* [Stated exercise] Return every line of the records below that contains the string "brown". Match case exactly.

* [Point labeling examples]

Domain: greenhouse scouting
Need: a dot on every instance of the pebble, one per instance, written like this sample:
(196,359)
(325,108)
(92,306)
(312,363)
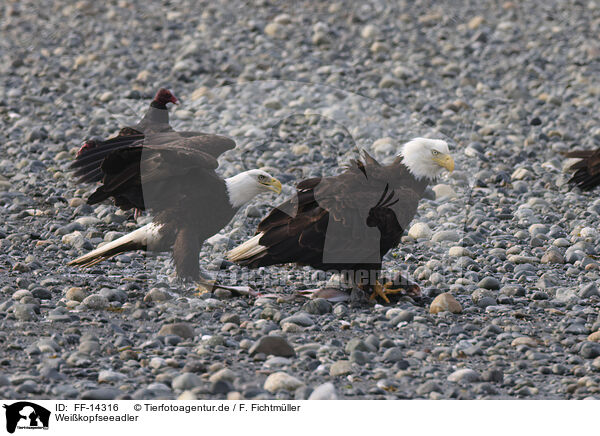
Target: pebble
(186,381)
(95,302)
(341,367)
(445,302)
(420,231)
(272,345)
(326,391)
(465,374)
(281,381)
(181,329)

==

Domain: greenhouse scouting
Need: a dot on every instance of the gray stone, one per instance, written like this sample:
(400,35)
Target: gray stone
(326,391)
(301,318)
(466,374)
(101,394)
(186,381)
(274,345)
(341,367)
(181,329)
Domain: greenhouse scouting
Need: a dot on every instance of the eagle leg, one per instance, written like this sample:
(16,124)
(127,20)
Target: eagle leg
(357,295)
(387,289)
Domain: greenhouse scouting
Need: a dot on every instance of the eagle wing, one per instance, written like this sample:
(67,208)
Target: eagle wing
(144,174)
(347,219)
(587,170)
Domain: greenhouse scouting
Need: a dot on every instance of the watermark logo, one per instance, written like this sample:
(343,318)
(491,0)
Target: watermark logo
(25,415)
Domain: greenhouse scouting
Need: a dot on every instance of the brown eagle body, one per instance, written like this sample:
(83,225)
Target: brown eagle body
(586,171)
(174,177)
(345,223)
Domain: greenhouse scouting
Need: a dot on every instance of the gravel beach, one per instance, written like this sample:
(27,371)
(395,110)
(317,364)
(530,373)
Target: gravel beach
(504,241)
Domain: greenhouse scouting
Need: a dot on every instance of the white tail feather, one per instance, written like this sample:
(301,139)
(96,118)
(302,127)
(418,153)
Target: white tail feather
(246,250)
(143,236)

...

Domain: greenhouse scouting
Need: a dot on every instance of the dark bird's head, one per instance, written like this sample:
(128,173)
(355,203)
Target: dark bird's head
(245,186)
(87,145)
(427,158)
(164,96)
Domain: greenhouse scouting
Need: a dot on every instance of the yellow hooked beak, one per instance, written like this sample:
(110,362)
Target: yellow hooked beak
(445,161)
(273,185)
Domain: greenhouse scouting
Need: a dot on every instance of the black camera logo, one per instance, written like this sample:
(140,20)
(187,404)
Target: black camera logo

* [Output for this exercise]
Need: a dot on every instance of the brown eagle body, one per instance, written like this sample:
Target: brown eagle body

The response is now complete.